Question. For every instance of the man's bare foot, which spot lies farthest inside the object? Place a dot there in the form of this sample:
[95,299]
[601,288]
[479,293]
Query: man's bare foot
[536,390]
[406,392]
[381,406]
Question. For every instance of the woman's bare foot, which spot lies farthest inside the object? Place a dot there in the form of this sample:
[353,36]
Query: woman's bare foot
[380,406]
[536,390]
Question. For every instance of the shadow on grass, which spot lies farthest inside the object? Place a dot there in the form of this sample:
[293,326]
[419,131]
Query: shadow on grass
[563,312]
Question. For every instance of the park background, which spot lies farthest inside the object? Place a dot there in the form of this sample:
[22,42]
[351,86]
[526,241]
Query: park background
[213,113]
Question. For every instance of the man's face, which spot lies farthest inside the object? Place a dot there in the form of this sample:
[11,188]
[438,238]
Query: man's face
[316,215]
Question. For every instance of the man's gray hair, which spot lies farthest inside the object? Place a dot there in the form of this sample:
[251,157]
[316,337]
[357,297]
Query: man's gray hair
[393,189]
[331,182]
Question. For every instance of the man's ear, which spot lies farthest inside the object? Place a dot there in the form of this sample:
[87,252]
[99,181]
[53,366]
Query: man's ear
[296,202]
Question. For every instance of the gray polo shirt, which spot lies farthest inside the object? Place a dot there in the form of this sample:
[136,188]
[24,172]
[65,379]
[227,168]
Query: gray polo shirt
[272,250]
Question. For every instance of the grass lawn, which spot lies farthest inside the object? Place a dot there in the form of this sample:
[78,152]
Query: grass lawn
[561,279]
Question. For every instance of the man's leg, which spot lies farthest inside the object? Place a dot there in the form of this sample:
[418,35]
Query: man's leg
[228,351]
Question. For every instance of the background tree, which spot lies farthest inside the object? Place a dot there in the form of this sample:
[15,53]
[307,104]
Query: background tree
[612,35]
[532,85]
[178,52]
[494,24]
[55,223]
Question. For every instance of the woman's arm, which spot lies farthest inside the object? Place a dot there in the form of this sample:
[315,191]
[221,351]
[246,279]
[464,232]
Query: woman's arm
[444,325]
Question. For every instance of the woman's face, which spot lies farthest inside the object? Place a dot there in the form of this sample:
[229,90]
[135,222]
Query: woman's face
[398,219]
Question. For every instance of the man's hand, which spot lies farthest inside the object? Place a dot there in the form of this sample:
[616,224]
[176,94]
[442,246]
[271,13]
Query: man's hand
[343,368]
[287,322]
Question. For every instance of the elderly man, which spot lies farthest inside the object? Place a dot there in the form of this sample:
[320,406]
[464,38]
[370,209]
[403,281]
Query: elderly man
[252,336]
────────────────
GIVEN TASK.
Copy the stretch from the line containing "Question. For every instance of the elderly" through the end of the entries, requests included, multiplying every point coordinate in the answers by 0.4 and rounding to whole numbers, with halves rounded up. Leave the requests and their sample coordinates unchanged.

COMPLETED EXERCISE.
Question. For every instance of the elderly man, which spot lies farthest inside the object? Place a dot there in the form of this sample:
[320,406]
[464,38]
[370,209]
[403,281]
Query: elderly man
[101,134]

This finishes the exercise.